REQUIREMENT A
In the records, replace "thickest" with "widest" across everything from the line containing "of the green" down to the line containing "Target: green stadium seat", both included, and give those lines back with all else unchanged.
··· ARTICLE
I try to calculate the three dimensional vector here. You can mostly ignore the 2 dimensions section. And I am sure to have made mistakes. I also didn’t simplify the equations and didn’t label the lines and angles.
Tallak did the same and more here: The Pyramid
You want to rotate an arm on a shaft by pulling on a tether. You are pulling with a force of 1 on the tether, how much of that would contribute to the rotation of the arm given the different directions you are pulling? You are also interested in the fractions of the force in the other directions.
Pulling on an arm in 2 dimensions
The shaft is horizontal, the arm is also horizontal. In the unit circle, the shaft is a point at the origin and the arm is a line at 0 degrees. You add a second arm to the unit circle and connect the two arms with a line, your tether.
The tether makes a chord on the unit circle. The angle of this chord with the end of the first arm is the direction you are pulling. This goes from perpendicular, 90 degrees, at 0 degrees, to 45 degrees at 90 degrees, to 0 degrees at 180 degrees.
I can’t find the correct function, probably involving chord angles, but this seems to work also:
Tether angle \beta with the x-axis = arctan(\dfrac{sin\ \theta}{1 - cos\ \theta}) This is based on a right angle triangle. 1-cos\ \theta is the adjacent side, sin\ \theta the opposite side.
A 180 degree angle between the two arms gives you 0 degrees and a 90 degree angle gives you 45 degrees, like you expect. You want a function that gives you a vertical scaling factor of 1 when \beta is 90 degrees (the two arms are on top of each other) and 0 when \beta is 0 degrees (the two arms are 180 degrees apart).
The vertical component of the force would then be something like \dfrac{1 - sin \beta}{1}, which is I think valid for \beta between 0 and 90, or angles between arms of 0 and 180 degrees.
So you’d have the vertical (rotational) scaling factor of \dfrac{1 - sin \beta}{1} and then the horizontal (compressive) scaling factor should be the opposite \dfrac{1 - cos \beta}{1}. Again, total force would be 1.
In the next section you might need chord length (no), which is 2 \ sin(\dfrac{\theta}{2}). I’ll add arm length r to get r\cdot 2\ sin(\dfrac{\theta}{2})
······
REQUIREMENT B
Carry the tether-and-arm force calculation forward, beginning right after its last sentence.
··· ENTRIES PROVIDED
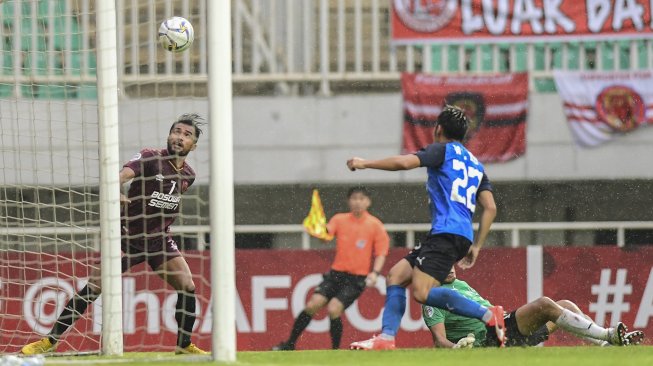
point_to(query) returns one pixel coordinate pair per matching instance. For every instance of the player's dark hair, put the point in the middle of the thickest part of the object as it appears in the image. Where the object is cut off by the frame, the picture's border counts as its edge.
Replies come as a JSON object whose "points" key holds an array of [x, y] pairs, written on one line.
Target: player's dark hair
{"points": [[358, 189], [454, 122], [190, 119]]}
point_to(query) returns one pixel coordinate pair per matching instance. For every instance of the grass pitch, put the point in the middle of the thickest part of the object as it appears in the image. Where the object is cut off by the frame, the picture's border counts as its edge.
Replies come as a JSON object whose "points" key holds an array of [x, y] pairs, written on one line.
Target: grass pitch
{"points": [[535, 356]]}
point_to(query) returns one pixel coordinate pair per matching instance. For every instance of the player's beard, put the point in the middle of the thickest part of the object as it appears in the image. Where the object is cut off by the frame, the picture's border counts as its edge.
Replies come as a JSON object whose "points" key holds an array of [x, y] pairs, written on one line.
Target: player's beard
{"points": [[176, 153]]}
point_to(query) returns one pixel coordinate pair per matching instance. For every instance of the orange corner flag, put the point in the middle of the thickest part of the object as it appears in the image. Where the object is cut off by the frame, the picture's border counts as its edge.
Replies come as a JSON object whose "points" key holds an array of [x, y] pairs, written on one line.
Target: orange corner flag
{"points": [[315, 222]]}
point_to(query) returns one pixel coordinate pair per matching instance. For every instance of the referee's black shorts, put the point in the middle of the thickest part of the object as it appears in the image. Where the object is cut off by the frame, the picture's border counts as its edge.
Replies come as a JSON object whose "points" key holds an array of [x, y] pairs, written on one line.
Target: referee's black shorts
{"points": [[438, 254], [344, 286]]}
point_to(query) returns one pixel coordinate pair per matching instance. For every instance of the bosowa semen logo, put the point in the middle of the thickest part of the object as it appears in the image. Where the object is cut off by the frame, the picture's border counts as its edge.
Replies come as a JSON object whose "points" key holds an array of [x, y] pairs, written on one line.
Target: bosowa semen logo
{"points": [[474, 107], [425, 15], [621, 107]]}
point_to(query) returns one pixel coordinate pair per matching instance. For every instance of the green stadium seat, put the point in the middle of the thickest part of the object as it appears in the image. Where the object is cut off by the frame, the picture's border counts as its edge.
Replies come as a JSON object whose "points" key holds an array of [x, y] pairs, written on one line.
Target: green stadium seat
{"points": [[7, 63], [27, 32], [58, 8], [87, 91], [6, 90], [35, 63], [60, 34]]}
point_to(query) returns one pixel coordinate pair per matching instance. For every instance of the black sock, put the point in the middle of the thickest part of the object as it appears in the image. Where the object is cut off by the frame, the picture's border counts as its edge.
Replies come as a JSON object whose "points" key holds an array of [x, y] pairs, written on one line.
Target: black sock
{"points": [[336, 332], [302, 321], [73, 310], [185, 316]]}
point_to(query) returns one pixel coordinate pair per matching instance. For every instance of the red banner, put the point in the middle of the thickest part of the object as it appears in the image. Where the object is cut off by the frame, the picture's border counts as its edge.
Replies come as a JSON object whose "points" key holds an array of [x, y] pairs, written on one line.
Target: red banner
{"points": [[603, 105], [608, 284], [496, 106], [477, 21]]}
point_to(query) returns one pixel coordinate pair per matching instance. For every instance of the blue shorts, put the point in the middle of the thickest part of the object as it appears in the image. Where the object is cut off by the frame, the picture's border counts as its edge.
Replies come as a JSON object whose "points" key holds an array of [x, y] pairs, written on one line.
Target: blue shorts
{"points": [[438, 254]]}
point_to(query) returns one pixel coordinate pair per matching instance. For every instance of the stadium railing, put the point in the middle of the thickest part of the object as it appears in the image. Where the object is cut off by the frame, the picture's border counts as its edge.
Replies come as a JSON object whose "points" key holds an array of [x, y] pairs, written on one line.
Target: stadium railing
{"points": [[281, 42], [199, 232]]}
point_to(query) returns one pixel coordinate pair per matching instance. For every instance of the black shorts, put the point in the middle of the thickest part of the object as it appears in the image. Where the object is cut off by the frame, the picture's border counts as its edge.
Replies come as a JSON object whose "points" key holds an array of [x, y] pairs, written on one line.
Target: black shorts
{"points": [[343, 286], [155, 251], [516, 339], [438, 254]]}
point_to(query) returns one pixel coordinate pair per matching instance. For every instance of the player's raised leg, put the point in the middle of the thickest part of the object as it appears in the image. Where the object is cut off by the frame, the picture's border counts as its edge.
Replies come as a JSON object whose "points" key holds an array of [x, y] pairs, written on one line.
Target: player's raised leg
{"points": [[397, 280], [177, 274], [536, 313]]}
······
REPLY A
point_to(query) returns one pixel coordinate pair per matching instance. For every instance of the green stadium seat, put the point in the middle of the widest part of the object as it appears in the image. Where the object is cut off by the frame, the picture's border counts as its edge.
Replies come as a JSON object whose "points" key holds an array of [x, y] pairs, written on one line.
Target: green stadium seat

REPLY B
Pulling on an arm in 3 dimensions
In 3 dimensions you’d place a second unit circle above the first one, above the page, and now you place the second arm on this unit circle, and also a phantom copy of the first arm. You connect the ends of the arms with the tether of length l. When the second arm rotates it pulls the two unit circles, or planes, closer together.
You can look at this from the side so that the shaft becomes a horizontal line and the first arm becomes a line coming out of the page. Now I think you are interested in the triangle that the ends of the 2 arms and the end of the phantom arm make with each other.
You attached the tether with length l to the first arm, so this tether could describe a sphere with radius l. But you also connected it to the second arm so it is restrained to an isosceles triangle with two sides of length l.
Here the two arms are of equal length, so the two gray right triangles you see are in the same plane and seem to be similar. That does seem to make calculations easier, but it’s not what I want.
Let’s calculate the lengths and angles of the blue triangle. The hypotenuse is l, the opposite side is the length of the second arm minus the length of the first arm, |r_2 - r_1|, and so the length of the adjacent side is \sqrt {l^2 - (r_2 - r_1)^2}. The measure of the acute angle is arcsin(\dfrac{r_2 - r_1}{l}).
The sides of this blue triangle are r_1, r_2, and the dashed line from the law of cosines (c^2 = a^2 + b^2 - 2\ a\ b\ cos\ C) => \sqrt{r_1^2 + r_2^2-2r_1r_2\ cos\ \theta}.
The angle the dashed line makes with the base of the triangle is, from the law of sines \dfrac{A}{sin\ a} = \dfrac{B}{sin\ b} => \dfrac{sin\ \theta}{ \sqrt{r_1^2 + r_2^2-2r_1r_2\ cos\ \theta}} = \dfrac{sin\ \gamma}{r_2} => sin \gamma = \dfrac{r_2\ sin\ \theta}{ \sqrt{r_1^2 + r_2^2-2r_1r_2\ cos\ \theta}}
With that I think you can calculate the angles and sides of this right triangle:
The bottom angle should be 90 ^{\circ} - \gamma .
With that the two straight sides would be, using the Pythagorean Theorem:
\sqrt{(r_1^2 + r_2^2-2r_1r_2\ cos\ \theta) - (r_1^2 + r_2^2-2r_1r_2\ cos\ \theta) \cdot cos^2 (90 - \gamma)} and
\sqrt{(r_1^2 + r_2^2-2r_1r_2\ cos\ \theta) - (r_1^2 + r_2^2-2r_1r_2\ cos\ \theta) \cdot sin^2 (90 - \gamma)}
I’ve just calculated the length of one of the blue dashed lines, the other one is the same length. This blue triangle is a right triangle. The hypotenuse is l. The base then is \sqrt{l^2 - (r_1^2 + r_2^2-2r_1r_2\ cos\ \theta)}. The angle of the acute angle is arcsin(\dfrac{\sqrt{r_1^2 + r_2^2-2r_1r_2\ cos\ \theta}}{l})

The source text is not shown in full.